[Problem to work on] Write the data out verbatim.

[Material supplied]
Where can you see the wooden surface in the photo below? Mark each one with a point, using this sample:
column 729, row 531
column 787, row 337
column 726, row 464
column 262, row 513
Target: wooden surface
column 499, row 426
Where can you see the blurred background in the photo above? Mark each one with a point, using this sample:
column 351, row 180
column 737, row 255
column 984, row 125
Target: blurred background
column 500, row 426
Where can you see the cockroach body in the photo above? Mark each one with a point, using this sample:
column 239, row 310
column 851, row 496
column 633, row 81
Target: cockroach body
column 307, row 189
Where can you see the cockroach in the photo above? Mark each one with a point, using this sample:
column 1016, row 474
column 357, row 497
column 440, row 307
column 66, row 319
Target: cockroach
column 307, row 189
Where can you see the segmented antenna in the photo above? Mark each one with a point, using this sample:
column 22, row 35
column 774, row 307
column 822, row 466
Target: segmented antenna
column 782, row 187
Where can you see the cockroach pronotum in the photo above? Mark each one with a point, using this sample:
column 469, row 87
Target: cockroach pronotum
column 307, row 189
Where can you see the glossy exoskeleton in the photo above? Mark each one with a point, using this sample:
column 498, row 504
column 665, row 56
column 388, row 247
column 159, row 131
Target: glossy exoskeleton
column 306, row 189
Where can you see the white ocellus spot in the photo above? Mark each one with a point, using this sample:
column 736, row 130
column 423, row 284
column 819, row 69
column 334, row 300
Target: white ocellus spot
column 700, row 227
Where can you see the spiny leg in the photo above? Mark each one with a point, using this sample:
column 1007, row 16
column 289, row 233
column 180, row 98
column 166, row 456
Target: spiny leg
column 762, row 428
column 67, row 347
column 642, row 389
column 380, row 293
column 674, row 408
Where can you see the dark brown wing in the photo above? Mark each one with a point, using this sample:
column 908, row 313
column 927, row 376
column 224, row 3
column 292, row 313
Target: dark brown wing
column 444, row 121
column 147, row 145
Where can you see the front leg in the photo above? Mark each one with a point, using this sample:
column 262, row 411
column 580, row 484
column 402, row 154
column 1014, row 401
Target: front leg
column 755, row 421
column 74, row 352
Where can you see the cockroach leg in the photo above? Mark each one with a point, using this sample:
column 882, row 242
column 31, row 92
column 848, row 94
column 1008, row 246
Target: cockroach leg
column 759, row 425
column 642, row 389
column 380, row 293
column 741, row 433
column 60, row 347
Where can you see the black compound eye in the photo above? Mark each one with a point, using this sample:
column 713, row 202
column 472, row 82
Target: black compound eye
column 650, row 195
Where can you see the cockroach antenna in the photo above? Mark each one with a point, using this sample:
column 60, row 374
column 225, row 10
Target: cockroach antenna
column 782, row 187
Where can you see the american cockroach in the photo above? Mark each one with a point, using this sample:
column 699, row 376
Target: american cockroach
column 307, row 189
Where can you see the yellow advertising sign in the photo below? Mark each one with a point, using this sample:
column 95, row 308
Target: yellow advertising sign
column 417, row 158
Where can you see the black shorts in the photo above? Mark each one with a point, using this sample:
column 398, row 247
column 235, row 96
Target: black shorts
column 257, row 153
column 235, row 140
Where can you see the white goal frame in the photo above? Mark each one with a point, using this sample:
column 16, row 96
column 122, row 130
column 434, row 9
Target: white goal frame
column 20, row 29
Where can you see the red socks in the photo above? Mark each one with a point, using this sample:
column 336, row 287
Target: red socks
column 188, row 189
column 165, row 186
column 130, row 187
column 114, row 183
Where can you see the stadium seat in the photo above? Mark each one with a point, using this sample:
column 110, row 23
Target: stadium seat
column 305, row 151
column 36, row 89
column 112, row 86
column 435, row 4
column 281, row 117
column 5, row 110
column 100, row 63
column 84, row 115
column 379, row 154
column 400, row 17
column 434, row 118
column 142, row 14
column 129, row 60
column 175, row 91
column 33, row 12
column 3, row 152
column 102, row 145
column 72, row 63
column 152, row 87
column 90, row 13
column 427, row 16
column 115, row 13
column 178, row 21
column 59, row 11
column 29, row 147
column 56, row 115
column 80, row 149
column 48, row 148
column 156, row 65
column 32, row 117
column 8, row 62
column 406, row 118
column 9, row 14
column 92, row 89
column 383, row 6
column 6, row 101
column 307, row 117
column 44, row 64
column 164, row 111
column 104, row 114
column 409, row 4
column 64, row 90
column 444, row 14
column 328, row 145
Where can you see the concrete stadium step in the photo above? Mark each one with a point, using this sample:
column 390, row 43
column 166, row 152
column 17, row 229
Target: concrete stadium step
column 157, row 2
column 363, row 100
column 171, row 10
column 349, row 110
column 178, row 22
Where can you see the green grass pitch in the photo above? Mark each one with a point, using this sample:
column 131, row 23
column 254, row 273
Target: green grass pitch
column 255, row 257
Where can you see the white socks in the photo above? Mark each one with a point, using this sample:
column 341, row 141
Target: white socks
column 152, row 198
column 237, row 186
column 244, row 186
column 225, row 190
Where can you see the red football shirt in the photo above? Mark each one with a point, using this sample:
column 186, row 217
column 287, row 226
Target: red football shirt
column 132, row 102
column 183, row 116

[Result of the task]
Where can you see the wooden surface in the photo below? Mark each one with a point, using this sample:
column 729, row 531
column 787, row 337
column 726, row 464
column 262, row 513
Target: wooden surface
column 499, row 426
Where can you see the blurred background in the photo above? Mark each one with a point, using this sample:
column 351, row 180
column 737, row 255
column 984, row 125
Target: blurred background
column 500, row 426
Where can you see the cockroach body in the photo above? Mark each one with a point, using this sample:
column 239, row 310
column 851, row 496
column 633, row 81
Target: cockroach body
column 307, row 189
Where can you see the cockroach in the photo above? Mark each one with a point, using this sample:
column 1016, row 474
column 357, row 497
column 440, row 307
column 66, row 319
Target: cockroach
column 307, row 189
Where can you see the segmented antenna in the photo above? Mark each one with a point, using this sample:
column 22, row 35
column 774, row 307
column 822, row 466
Target: segmented antenna
column 782, row 187
Where can you see the cockroach pronotum in the photo above? Mark each one with a point, using this sample:
column 469, row 87
Target: cockroach pronotum
column 307, row 189
Where can you see the glossy exoskeleton in the photo above? Mark each one with a point, using this sample:
column 498, row 504
column 665, row 56
column 388, row 247
column 159, row 131
Target: glossy exoskeleton
column 306, row 189
Where can you see the white ocellus spot in the photo above? Mark each one with a point, using this sample:
column 736, row 130
column 423, row 284
column 819, row 69
column 334, row 300
Target: white ocellus spot
column 700, row 227
Where can you see the spiny leg in the photo above? Mark each one with a point, using this sample:
column 1007, row 16
column 289, row 233
column 180, row 98
column 166, row 456
Target: spiny leg
column 762, row 428
column 67, row 347
column 642, row 389
column 380, row 293
column 674, row 408
Where can you see the dark brown wing in the photo above? Mark each one with a point, using this sample:
column 908, row 313
column 927, row 376
column 224, row 3
column 292, row 313
Target: dark brown wing
column 444, row 121
column 147, row 145
Where can you see the front leg in the photo above? Mark each one with a point, using this sample:
column 262, row 411
column 580, row 484
column 402, row 154
column 1014, row 401
Target: front leg
column 755, row 421
column 74, row 352
Where can you see the cockroach leg in the photo above? Mark each one with a point, using this sample:
column 882, row 242
column 31, row 92
column 848, row 94
column 1008, row 246
Target: cockroach leg
column 759, row 425
column 642, row 389
column 380, row 293
column 741, row 433
column 60, row 347
Where can you see the black compound eye in the photo above? Mark each one with a point, using this sample:
column 713, row 202
column 472, row 82
Target: black compound eye
column 650, row 195
Where can you see the cockroach antenna in the photo above? Mark each one with a point, using this sample:
column 60, row 374
column 225, row 10
Target: cockroach antenna
column 782, row 187
Where can you see the american cockroach in the photo above? Mark each one with a point, using this sample:
column 699, row 376
Target: american cockroach
column 307, row 189
Where can you see the yellow advertising sign in the photo below? Mark each one with a point, using this sample:
column 95, row 308
Target: yellow advertising sign
column 417, row 158
Where can you see the black shorts in the photo above? Mark each one with a point, using this sample:
column 398, row 247
column 235, row 96
Target: black shorts
column 257, row 153
column 235, row 140
Where can you see the white goal frame in the photo above? Mark each one with a point, using this sample:
column 16, row 96
column 122, row 130
column 434, row 9
Target: white goal frame
column 20, row 29
Where can you see the red socks in the photo above? Mark each one with a point, using this sample:
column 336, row 287
Target: red socks
column 188, row 189
column 165, row 186
column 130, row 187
column 114, row 183
Where can you see the stadium seat in the photo above? Mark each one with a point, using this sample:
column 110, row 23
Target: stadium seat
column 305, row 151
column 36, row 89
column 112, row 86
column 435, row 4
column 281, row 117
column 5, row 110
column 100, row 63
column 84, row 115
column 379, row 154
column 400, row 17
column 434, row 118
column 142, row 14
column 129, row 60
column 175, row 91
column 33, row 12
column 3, row 152
column 102, row 145
column 72, row 63
column 152, row 87
column 90, row 13
column 427, row 16
column 115, row 13
column 178, row 21
column 59, row 11
column 29, row 147
column 56, row 115
column 80, row 149
column 48, row 148
column 156, row 65
column 32, row 117
column 8, row 62
column 406, row 118
column 9, row 14
column 92, row 89
column 383, row 6
column 6, row 101
column 307, row 117
column 44, row 64
column 164, row 111
column 104, row 114
column 409, row 4
column 64, row 90
column 444, row 14
column 328, row 145
Where can you see the concrete stadium step in the photo above? Mark each one with a point, using this sample:
column 390, row 43
column 166, row 152
column 17, row 229
Target: concrete stadium step
column 157, row 2
column 363, row 100
column 171, row 10
column 349, row 110
column 178, row 22
Where can you see the green grass pitch in the photo above? Mark each one with a point, using this sample:
column 131, row 23
column 254, row 273
Target: green grass pitch
column 255, row 257
Where can you see the white socks in the photo above? Mark each one with a point, using this sample:
column 341, row 141
Target: white socks
column 152, row 198
column 237, row 186
column 244, row 186
column 225, row 190
Where can you see the red football shirt in the photo above? Mark each one with a point, using this sample:
column 186, row 217
column 287, row 226
Target: red football shirt
column 132, row 102
column 183, row 116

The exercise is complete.